▶ [Reading passage]:
+ + + +

Are we allowed to charge a fee for releasing our lien after a borrower pays off their home equity line of credit (HELOC)? When we added a lien release fee to our documents, our loan document provider produced a “critical warning” stating that under Illinois law, the lender must pay all expenses to release a security interest in real estate when the security interest no longer secures any credit under a line of credit.

Yes, we believe that Illinois law permits banks to charge HELOC lien release fees, provided your customers have agreed to pay such fees in the HELOC agreement and they have been properly disclosed under Regulation Z.

Section 4.1 of Illinois’s Interest Act prohibits lenders from charging for “expenses, including recording fees and otherwise” when releasing a mortgage lien for a revolving credit arrangement. However, we believe that this prohibition is inapplicable to banks; the Illinois Banking Act expressly permits banks to charge any “interest, fees, and other charges . . . subject only to the provisions of [subsection 4(1)] of the Interest Act” and any laws applicable to “credit secured by residential real estate.” This Illinois Banking Act language applies to bank lenders “notwithstanding the provisions of any other law.”

+ + + +

▶ [Entries]:
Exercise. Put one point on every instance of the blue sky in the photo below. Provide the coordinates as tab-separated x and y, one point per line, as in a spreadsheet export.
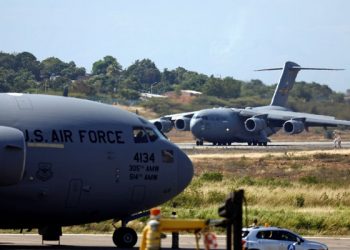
223	38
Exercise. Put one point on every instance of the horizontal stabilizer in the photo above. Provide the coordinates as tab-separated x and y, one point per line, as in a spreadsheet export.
297	68
290	71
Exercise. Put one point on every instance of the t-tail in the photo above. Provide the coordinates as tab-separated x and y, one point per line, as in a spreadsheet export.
287	80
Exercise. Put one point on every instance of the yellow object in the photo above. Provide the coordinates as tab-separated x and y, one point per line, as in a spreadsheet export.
175	225
151	236
151	233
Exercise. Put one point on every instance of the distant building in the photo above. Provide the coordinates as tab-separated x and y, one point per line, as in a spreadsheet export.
190	92
149	95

+ + + +

▶ [Task directions]:
Please answer these questions about the HELOC lien release text:
1. What did the loan document provider produce when the lien release fee was added to the documents?
2. On what two conditions does the text say Illinois law lets banks charge HELOC lien release fees?
3. Which section of which Illinois act bars lenders from charging expenses when releasing a mortgage lien for a revolving credit arrangement?

▶ [Response for this exercise]:
1. A "critical warning" stating that under Illinois law, the lender must pay all expenses to release a security interest in real estate when it no longer secures any credit under a line of credit.
2. The customers have agreed to pay such fees in the HELOC agreement, and the fees have been properly disclosed under Regulation Z.
3. Section 4.1 of Illinois's Interest Act.